Directions:
Rewrite the material below with every "Batch job #47" changed to "Batch job #52", keeping everything else the same.

— Begin —

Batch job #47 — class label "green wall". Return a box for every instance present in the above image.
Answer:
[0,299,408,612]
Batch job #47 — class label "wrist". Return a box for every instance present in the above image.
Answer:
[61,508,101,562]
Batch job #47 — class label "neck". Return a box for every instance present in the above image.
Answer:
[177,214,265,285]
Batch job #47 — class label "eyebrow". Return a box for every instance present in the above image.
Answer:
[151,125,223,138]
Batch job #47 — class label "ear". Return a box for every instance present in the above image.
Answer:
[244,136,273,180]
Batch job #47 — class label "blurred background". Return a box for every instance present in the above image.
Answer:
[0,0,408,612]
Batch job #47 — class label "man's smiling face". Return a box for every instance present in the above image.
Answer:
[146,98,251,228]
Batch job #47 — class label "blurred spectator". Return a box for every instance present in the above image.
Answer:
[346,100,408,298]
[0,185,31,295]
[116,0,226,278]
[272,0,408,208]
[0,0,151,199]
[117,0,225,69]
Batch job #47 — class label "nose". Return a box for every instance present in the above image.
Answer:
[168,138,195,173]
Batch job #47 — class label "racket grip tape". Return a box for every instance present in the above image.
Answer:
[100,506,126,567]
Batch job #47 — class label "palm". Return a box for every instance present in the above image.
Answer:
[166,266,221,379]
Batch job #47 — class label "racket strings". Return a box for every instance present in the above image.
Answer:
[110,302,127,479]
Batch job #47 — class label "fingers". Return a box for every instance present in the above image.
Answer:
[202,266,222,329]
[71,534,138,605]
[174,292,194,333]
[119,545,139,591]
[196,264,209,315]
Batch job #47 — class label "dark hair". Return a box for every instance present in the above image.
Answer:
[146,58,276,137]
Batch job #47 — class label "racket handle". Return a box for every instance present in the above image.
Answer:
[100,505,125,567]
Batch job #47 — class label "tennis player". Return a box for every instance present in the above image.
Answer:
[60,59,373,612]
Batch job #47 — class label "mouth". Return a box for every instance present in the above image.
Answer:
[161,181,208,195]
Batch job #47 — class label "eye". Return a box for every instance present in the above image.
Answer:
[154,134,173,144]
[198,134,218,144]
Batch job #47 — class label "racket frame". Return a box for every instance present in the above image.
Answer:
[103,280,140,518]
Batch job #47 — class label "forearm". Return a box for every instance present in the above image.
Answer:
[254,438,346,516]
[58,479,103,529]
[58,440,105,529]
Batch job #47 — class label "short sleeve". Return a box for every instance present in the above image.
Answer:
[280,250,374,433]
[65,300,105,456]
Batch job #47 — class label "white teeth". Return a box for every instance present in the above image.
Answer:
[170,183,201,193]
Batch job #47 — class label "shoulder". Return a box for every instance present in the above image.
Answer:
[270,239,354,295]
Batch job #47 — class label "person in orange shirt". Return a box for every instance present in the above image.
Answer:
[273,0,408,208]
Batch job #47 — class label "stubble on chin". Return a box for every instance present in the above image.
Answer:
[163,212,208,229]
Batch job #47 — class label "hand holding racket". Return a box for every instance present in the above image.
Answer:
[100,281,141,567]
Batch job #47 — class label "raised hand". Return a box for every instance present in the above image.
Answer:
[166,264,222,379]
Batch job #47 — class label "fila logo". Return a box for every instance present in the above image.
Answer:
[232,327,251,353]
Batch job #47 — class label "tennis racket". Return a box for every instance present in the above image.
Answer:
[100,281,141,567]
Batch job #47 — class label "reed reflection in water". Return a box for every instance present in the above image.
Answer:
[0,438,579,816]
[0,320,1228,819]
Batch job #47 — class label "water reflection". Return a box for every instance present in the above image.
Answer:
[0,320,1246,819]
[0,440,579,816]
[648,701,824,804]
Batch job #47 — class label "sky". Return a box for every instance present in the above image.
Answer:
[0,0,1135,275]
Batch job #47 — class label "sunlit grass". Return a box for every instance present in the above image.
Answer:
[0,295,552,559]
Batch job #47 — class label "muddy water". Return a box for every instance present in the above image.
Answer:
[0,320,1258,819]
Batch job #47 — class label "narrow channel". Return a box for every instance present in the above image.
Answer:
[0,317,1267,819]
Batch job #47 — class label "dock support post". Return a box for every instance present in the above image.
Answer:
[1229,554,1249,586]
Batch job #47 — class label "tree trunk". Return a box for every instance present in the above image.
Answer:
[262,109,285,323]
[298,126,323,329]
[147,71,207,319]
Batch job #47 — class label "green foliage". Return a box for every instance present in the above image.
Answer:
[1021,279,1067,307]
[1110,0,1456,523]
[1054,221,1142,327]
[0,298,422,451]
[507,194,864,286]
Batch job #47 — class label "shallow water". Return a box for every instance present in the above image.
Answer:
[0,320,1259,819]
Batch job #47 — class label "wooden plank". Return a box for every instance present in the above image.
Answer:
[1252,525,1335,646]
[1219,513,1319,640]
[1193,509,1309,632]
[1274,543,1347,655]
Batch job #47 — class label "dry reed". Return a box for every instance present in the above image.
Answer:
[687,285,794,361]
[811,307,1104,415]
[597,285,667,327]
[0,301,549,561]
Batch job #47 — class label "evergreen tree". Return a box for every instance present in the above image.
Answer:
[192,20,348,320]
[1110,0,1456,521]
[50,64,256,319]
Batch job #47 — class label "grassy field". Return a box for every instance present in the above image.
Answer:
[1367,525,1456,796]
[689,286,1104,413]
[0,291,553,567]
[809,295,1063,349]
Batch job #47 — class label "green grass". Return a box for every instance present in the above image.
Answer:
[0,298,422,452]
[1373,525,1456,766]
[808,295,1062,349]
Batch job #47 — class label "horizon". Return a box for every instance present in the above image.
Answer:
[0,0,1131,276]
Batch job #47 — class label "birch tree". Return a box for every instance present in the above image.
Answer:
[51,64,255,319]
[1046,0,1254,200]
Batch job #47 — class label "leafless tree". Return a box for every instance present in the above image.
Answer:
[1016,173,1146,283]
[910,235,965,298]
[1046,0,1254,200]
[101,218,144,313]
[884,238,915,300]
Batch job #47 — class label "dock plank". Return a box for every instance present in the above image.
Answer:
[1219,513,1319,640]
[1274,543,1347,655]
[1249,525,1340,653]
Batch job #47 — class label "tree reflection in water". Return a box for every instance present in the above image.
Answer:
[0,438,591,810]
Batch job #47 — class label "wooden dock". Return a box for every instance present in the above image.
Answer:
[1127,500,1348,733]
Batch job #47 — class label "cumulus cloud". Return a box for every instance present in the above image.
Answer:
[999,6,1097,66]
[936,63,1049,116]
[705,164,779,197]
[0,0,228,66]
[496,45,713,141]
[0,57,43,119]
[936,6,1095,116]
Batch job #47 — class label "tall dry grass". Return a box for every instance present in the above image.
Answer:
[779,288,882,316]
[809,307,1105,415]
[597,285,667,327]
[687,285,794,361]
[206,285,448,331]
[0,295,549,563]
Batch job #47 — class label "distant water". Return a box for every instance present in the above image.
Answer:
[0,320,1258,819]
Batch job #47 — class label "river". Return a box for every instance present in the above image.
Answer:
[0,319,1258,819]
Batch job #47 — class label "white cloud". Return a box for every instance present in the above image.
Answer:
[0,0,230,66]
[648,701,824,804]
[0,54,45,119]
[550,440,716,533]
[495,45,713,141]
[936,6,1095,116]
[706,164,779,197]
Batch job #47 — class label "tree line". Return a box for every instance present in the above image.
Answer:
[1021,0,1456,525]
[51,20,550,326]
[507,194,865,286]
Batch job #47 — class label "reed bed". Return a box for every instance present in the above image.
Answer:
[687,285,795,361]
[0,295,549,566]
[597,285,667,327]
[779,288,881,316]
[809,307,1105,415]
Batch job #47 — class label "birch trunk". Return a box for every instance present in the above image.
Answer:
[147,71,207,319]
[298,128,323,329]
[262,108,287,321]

— End —

Exercise answer:
Batch job #52 — class label "green wall". Return a box for every instance present in the above image.
Answer:
[0,299,408,612]
Batch job #52 — class label "wrist". Return a box for every instance present in the above image.
Answer:
[61,508,101,562]
Batch job #52 — class label "neck". Return a box for every instance present in the above image.
Answer:
[177,214,265,285]
Batch job #52 — class label "eyebrow". Return a box for every instance present in the above image.
Answer:
[151,125,223,138]
Batch job #52 — class label "ear". Return a box for every instance present in the above image.
Answer:
[244,136,273,180]
Batch job #52 — class label "blurred background". Return a box for every instance present in the above image.
Answer:
[0,0,408,612]
Batch job #52 — class label "man's smiling face". Return a box for every instance present in the above image.
Answer:
[146,98,251,228]
Batch job #52 — class label "blurred spectator". Return a box for every instance present in the above image.
Answer:
[346,100,408,298]
[0,185,31,295]
[116,0,226,278]
[272,0,408,208]
[0,0,151,199]
[117,0,225,69]
Batch job #52 — class label "nose". Return a box for every instance present in the above image.
Answer:
[168,138,195,173]
Batch job #52 — class label "racket grip tape". Return a box for every instance present in the above image.
Answer:
[100,506,126,567]
Batch job #52 — class label "palm". Return a box for every instance present in the above image.
Answer:
[166,266,221,379]
Batch job #52 — class label "racket strings". Return a box for every instance present in the above image.
Answer:
[110,302,127,479]
Batch job #52 — class label "fingers". Return a box for every instance present in the above image.
Answer:
[202,266,222,329]
[71,534,138,605]
[174,292,194,333]
[119,545,139,591]
[196,264,209,315]
Batch job #52 — class label "dark hair". Return a box for every instance present in the above image.
Answer:
[146,58,276,137]
Batch job #52 — class label "racket handle". Return a box for every instance present in the above image.
Answer:
[100,505,125,567]
Batch job #52 — class label "tennis player". Return a box for every instance present in the above image.
Answer:
[60,59,373,612]
Batch job #52 — class label "mouth". Return a box for every instance present in the above image.
Answer:
[161,181,208,195]
Batch job #52 — class label "eye". Return a box for every instance present in the above image.
Answer:
[154,134,173,144]
[198,134,218,144]
Batch job #52 — class label "racket frame". Return a box for every instance present in the above image.
Answer:
[103,280,140,518]
Batch job #52 — class label "forearm". Return a box for every instance present in the above image.
Answer:
[254,438,346,516]
[58,479,103,529]
[58,440,105,529]
Batch job #52 — class label "short sleeve". Return a box for every instance present in the above image.
Answer:
[280,250,374,433]
[65,300,105,456]
Batch job #52 — class label "white teeth". Return a box for every instance present in the above image.
Answer:
[170,183,201,193]
Batch job #52 — class label "shoulder". Return a box for every instance present in the above image.
Answer:
[270,239,354,295]
Batch job #52 — class label "person in orange shirt". Return a box for every instance present in the above image.
Answer:
[273,0,408,208]
Batch job #52 — class label "stubble on chin". Return a box for every instance present in the above image.
Answer:
[163,212,208,229]
Batch job #52 — class label "hand holding racket". Return a box for every instance present in the above image.
Answer:
[100,281,141,567]
Batch job #52 — class label "raised hand". Return a box for every instance present in the above image.
Answer:
[166,264,222,379]
Batch job #52 — class label "fila logo". Return a box for every instance present in the above image.
Answer:
[232,327,251,353]
Batch job #52 — class label "tennis racket". Return a box for every instance present in the above image.
Answer:
[100,281,141,567]
Batch job #52 — class label "reed reflection in water". Return a box for every instance present in the above image.
Answer:
[0,438,579,816]
[0,320,1228,819]
Batch job #52 — class label "water reflection". Return a box for every instance present in the above image.
Answer:
[0,320,1246,819]
[0,440,579,816]
[648,701,824,804]
Batch job #52 — class label "sky". Return a box for every instance present in the above image.
Answer:
[0,0,1135,275]
Batch job #52 — class label "sunlit grass". Return a box for every instance present in the above image.
Answer:
[0,295,552,559]
Batch job #52 — class label "muddy water". Return a box for every instance present in the above image.
Answer:
[0,320,1258,819]
Batch job #52 — class label "narrow channel". Return a box for every instance present in the above image.
Answer:
[0,317,1267,819]
Batch job #52 — class label "dock support post". Return a box for every instance present in the above image.
Answer:
[1229,554,1249,586]
Batch job #52 — class label "tree trunk". Return a box for every instance present in the above image.
Answer:
[262,109,285,323]
[298,126,323,329]
[147,71,207,319]
Batch job #52 — class label "green foliage". Return a box for every instance present in the above image.
Answer:
[1021,279,1067,307]
[1110,0,1456,523]
[1054,221,1142,327]
[0,298,422,451]
[507,194,864,286]
Batch job #52 — class label "shallow water". Return a box for every instance present in the above image.
Answer:
[0,320,1259,819]
Batch job #52 — class label "wooden plank". Return a box for every instance present in the above image.
Answer:
[1252,525,1335,646]
[1219,513,1319,640]
[1193,509,1309,632]
[1274,543,1347,655]
Batch job #52 — class label "dry reed". Return a box for every instance present in the above image.
Answer:
[687,285,794,361]
[811,307,1104,415]
[597,285,667,327]
[0,301,549,561]
Batch job #52 — class label "evergreen tree". Return a box for every instance present in the above image.
Answer:
[192,20,348,320]
[1110,0,1456,521]
[50,64,256,319]
Batch job #52 — class label "grassy field". Return a box for every instance present in the above image.
Answer:
[1367,525,1456,796]
[689,286,1104,413]
[0,291,553,567]
[809,295,1063,349]
Batch job #52 — class label "green grass". Return a box for every instance present in the above image.
Answer:
[0,298,422,452]
[1373,525,1456,766]
[808,295,1062,349]
Batch job #52 — class label "horizon". Return a box for every instance present in the above image.
Answer:
[0,0,1131,276]
Batch job #52 — class label "birch tree". Return a box for every instance present in the above image.
Answer:
[51,64,255,319]
[1046,0,1254,200]
Batch job #52 — class label "leafless tree". Return a box for every instance present in the above image.
Answer:
[1016,173,1146,283]
[910,235,965,298]
[1046,0,1254,200]
[101,218,144,313]
[884,238,915,300]
Batch job #52 — class label "dock plank". Return a box for every instance present in the above image.
Answer:
[1219,513,1319,640]
[1274,543,1347,655]
[1249,525,1340,653]
Batch job #52 — class label "tree reflection in water". Return a box for every instance present in the above image.
Answer:
[0,438,591,810]
Batch job #52 — class label "wooden dock". Return a box for every instance present in the above image.
Answer:
[1127,500,1348,733]
Batch job #52 — class label "cumulus cloud". Return a box for every instance present in the above image.
Answer:
[999,6,1097,66]
[936,63,1049,116]
[705,164,779,197]
[0,0,228,66]
[496,45,713,141]
[0,57,43,119]
[936,6,1095,116]
Batch job #52 — class label "tall dry grass". Return a box for every instance present in the above image.
Answer:
[779,288,882,316]
[809,307,1105,415]
[597,285,667,327]
[687,285,794,361]
[206,285,448,331]
[0,295,549,563]
Batch job #52 — class label "distant water". Return a box for every instance present in the above image.
Answer:
[0,320,1258,819]
Batch job #52 — class label "river". Return a box for every instance present in the above image.
Answer:
[0,319,1258,819]
Batch job #52 — class label "white cloud". Return a box for every instance present in the above image.
Answer:
[0,0,230,66]
[648,701,824,804]
[0,54,45,119]
[550,440,716,533]
[495,45,713,141]
[936,6,1095,116]
[706,164,779,197]
Batch job #52 — class label "tree line". Return a box for every instance present in the above image.
Answer:
[1021,0,1456,525]
[51,20,550,326]
[507,194,865,286]
Batch job #52 — class label "reed bed". Return a box for every instance present in the above image.
Answer:
[687,285,795,361]
[0,295,549,566]
[597,285,667,327]
[779,288,881,316]
[809,307,1105,415]
Batch job #52 — class label "birch trunk". Return a box for every instance present in the above image.
Answer:
[147,71,207,319]
[298,128,323,329]
[262,108,287,321]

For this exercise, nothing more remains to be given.